** What you will do **
Output everything from the start of the rows below down to the line containing "[(627, 188)]" as a two-column CSV headed text and answer. Give one line for each row, with its text and its answer each in a single quoted field and line breaks turned into spaces.

[Begin Material for this exercise]

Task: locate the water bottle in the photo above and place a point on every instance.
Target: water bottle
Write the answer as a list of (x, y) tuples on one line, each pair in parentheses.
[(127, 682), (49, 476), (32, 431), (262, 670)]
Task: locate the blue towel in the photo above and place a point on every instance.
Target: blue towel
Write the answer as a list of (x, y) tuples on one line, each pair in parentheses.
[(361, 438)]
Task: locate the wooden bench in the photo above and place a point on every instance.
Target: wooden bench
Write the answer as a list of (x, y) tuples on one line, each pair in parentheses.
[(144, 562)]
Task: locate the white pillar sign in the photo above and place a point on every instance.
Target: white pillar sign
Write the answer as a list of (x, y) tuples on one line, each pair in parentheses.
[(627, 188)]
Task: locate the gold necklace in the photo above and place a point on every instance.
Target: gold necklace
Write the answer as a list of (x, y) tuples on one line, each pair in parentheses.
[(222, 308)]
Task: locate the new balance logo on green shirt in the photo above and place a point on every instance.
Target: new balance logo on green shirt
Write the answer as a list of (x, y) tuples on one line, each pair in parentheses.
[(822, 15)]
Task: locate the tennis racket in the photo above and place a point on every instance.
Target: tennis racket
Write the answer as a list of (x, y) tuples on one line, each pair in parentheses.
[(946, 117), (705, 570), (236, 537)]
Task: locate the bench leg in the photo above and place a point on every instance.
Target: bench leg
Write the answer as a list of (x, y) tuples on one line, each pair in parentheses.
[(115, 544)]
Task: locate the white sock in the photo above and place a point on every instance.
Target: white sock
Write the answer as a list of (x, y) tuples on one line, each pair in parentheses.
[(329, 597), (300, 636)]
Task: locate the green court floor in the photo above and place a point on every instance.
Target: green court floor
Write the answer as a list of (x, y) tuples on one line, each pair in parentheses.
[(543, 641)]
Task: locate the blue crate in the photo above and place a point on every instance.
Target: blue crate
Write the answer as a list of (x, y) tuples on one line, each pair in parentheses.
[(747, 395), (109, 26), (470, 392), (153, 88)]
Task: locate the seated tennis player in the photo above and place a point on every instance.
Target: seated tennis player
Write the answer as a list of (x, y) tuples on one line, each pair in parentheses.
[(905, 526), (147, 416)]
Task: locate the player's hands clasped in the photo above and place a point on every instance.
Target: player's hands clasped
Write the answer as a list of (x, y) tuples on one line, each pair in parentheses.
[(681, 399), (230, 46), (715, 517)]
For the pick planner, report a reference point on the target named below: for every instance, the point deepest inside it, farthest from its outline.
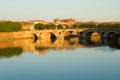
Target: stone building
(65, 21)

[End Material for this exercise]

** Response to the task **
text,answer
"Task: locate the water bottle in the photo above and place a point on every instance. Target: water bottle Write the answer as a list of (x, y) tuples on one line, each pair in parentheses.","[(127, 682), (49, 476), (32, 431), (262, 670)]"
"Task: locate the blue towel in the photo above and place a point on every instance. Target: blue towel Write the answer as a list of (x, y) tuples on one line, each pair in parentheses.","[(361, 438)]"
"Task: locate the wooden bench in the photo above and place a point on every instance. Target: wooden bench Write the answer as a list of (x, y) tuples on one line, each pair in parentheses.","[(144, 562)]"
"Task: locate the white pillar sign in the photo above and place a point on every instance. Target: white pillar sign Write the answer as a list of (x, y) tuples on one line, each pair in parentheses.","[(627, 188)]"